- _DIRECTIVE_
From the records below, pull every line that contains the string "post" and copy each one unchanged. Treat uppercase and lowercase as different.

- _GIVEN INFORMATION_

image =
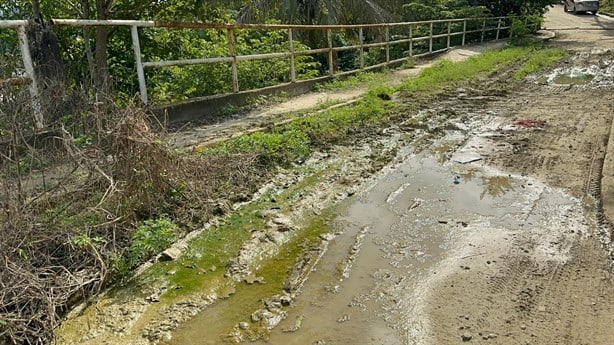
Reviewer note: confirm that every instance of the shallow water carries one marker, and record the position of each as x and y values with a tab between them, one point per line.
389	238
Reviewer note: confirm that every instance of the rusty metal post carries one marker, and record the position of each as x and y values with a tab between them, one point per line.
136	45
292	62
411	41
362	49
232	51
33	86
331	66
431	37
387	34
449	27
464	30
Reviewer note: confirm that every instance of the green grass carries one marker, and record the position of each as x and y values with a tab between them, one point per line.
352	81
294	141
539	60
606	6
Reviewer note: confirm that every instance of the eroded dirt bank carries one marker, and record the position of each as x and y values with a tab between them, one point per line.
513	253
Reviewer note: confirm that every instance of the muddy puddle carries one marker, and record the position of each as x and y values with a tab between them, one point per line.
389	240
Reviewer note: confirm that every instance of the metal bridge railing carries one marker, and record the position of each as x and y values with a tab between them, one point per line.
451	28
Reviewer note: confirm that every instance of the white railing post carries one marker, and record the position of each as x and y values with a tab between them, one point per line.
411	41
292	62
431	38
232	51
136	45
331	66
29	67
362	49
387	34
464	31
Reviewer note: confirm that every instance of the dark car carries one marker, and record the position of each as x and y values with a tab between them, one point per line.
581	6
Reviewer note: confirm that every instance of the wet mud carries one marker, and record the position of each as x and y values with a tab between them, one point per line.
456	225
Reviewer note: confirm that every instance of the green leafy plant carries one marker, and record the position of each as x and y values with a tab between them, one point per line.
150	238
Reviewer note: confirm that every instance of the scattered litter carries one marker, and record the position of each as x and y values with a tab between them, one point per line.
466	157
416	202
456	179
530	123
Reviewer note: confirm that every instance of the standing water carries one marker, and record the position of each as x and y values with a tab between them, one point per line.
388	241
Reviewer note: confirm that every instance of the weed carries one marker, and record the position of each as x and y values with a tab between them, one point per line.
351	81
150	238
538	60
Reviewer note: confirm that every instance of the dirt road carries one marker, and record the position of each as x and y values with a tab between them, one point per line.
486	228
516	253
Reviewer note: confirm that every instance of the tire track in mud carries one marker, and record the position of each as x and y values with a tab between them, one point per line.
528	299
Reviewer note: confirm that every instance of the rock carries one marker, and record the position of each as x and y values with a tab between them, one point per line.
268	318
466	336
275	237
281	223
327	237
344	318
252	278
170	254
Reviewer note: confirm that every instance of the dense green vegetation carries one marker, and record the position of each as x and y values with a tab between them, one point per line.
102	57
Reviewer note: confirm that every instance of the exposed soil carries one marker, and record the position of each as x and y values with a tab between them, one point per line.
513	248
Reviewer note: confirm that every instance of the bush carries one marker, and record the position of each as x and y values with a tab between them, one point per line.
150	238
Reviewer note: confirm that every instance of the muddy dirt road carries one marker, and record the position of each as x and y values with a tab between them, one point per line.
477	220
512	254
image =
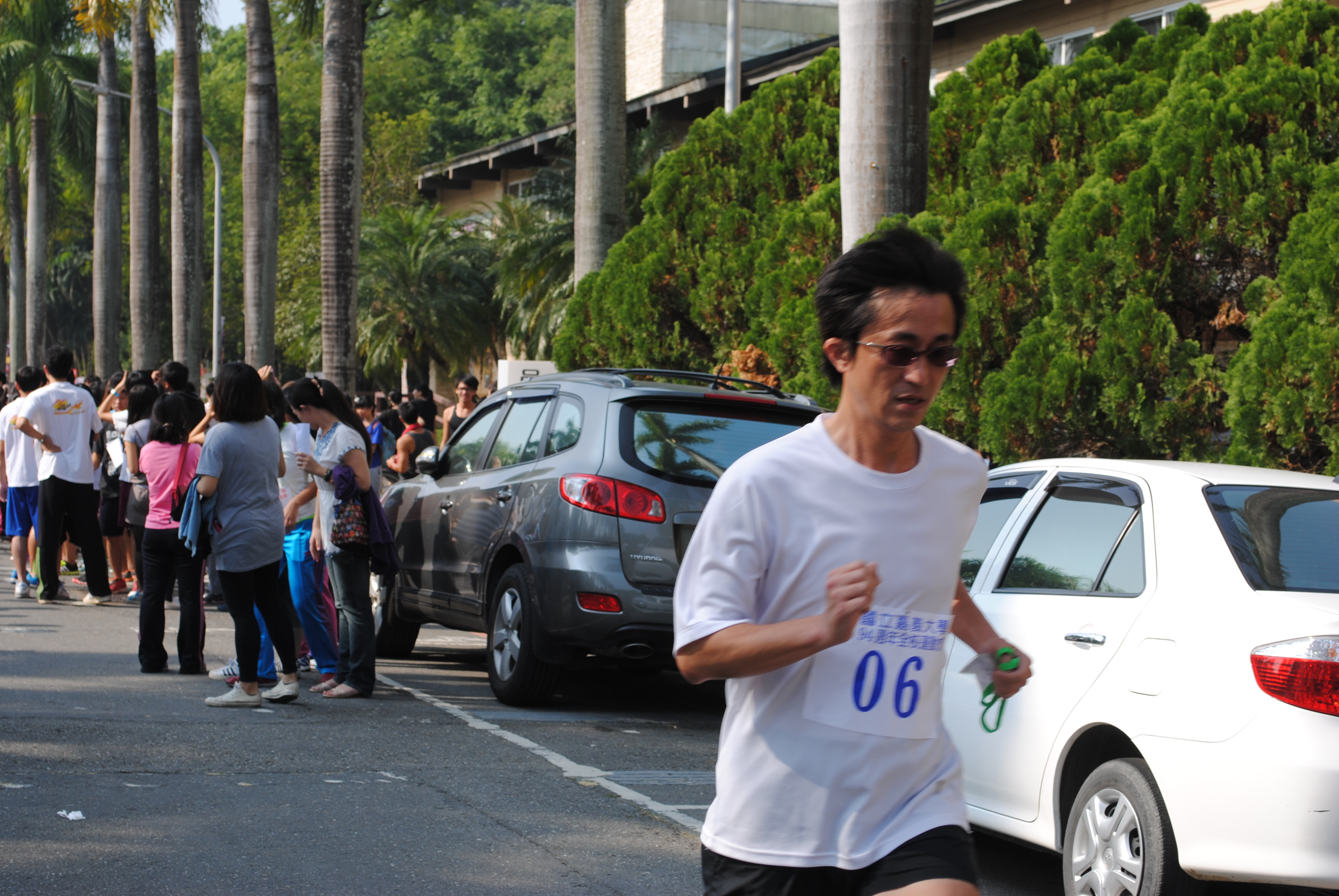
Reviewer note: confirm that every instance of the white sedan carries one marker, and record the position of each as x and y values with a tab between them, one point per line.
1183	622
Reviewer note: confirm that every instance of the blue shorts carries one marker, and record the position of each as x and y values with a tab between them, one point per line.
21	511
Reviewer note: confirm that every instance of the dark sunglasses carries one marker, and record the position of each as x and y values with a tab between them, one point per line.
904	357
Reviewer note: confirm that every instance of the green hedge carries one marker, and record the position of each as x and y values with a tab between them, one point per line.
1149	235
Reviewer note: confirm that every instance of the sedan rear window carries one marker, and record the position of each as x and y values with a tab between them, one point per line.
697	444
1282	539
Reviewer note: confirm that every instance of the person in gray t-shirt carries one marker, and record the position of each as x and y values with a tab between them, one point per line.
241	464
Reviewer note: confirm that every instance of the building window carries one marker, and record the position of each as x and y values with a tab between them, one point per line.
1065	49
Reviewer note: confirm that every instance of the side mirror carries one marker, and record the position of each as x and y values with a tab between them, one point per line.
428	461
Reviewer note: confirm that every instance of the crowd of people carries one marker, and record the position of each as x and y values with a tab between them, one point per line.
272	488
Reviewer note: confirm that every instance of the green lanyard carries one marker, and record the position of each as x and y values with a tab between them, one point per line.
1006	661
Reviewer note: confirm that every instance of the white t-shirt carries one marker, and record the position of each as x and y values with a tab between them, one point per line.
21	452
294	438
801	778
331	447
69	416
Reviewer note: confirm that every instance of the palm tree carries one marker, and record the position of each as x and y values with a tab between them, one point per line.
188	192
14	207
425	290
260	185
106	216
884	145
602	132
342	187
144	188
37	43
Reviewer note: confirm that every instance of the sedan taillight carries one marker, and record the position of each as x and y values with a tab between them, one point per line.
612	497
1303	673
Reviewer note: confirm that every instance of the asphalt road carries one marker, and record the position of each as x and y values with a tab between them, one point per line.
429	785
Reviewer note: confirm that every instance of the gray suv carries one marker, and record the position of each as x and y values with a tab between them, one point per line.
557	520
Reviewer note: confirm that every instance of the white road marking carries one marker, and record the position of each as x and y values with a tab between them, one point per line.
570	768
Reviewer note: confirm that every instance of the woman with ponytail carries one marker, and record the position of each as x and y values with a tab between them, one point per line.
342	441
169	464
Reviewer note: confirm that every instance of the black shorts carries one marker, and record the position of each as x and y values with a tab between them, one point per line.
943	852
109	511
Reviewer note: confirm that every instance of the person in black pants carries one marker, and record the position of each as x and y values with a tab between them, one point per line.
65	418
169	463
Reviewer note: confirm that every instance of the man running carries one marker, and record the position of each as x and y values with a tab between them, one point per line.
63	418
836	776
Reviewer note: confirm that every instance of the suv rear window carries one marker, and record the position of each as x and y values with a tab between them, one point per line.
1282	539
697	442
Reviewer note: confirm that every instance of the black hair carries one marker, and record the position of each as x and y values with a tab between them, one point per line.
278	405
59	361
329	397
175	374
168	422
239	394
29	378
898	259
141	402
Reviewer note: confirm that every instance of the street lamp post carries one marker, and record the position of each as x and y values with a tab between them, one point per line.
219	220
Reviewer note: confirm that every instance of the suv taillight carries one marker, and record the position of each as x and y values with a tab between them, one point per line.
614	497
1303	673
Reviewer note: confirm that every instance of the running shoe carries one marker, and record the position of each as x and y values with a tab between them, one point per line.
225	673
235	698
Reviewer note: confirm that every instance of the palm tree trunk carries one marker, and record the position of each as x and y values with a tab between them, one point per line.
342	188
18	277
106	219
884	110
188	192
37	260
600	217
260	187
145	224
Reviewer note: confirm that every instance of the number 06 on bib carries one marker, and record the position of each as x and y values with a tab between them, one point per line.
886	680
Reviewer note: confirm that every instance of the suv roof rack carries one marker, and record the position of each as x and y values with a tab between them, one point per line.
715	380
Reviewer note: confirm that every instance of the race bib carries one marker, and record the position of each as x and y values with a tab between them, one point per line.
886	680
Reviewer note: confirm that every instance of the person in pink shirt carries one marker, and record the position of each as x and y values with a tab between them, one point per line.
169	463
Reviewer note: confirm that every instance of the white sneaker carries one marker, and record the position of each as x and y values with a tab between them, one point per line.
235	698
227	672
282	693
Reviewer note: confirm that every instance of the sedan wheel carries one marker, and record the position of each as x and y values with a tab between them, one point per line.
1108	858
1119	838
516	675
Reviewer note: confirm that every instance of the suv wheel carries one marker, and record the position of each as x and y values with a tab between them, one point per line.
394	635
516	675
1119	839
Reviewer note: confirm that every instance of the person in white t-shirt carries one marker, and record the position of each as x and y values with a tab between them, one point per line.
821	583
63	418
21	470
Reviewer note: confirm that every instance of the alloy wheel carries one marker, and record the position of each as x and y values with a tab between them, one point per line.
1108	853
507	634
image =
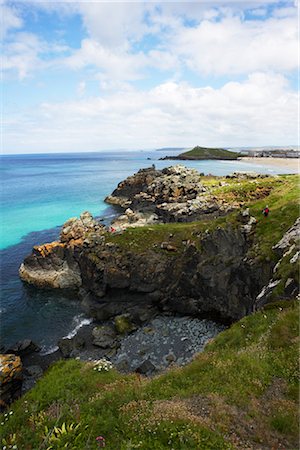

- _RIGHT ANSWER_
Reviewer note: confirm that every instance of the rusty metal post carries one marker, and record the position of each as x and y values with a tab between them, one point per line.
Reviewer note: confirm that every instance of the white railing post carries one marker, and record the position of each as x and y values with a tab between them, one point per line.
Reviewer note: confirm that every instance of the street lamp post carries one marker, and record the position of each as x and y values with a tab between them, one point per line.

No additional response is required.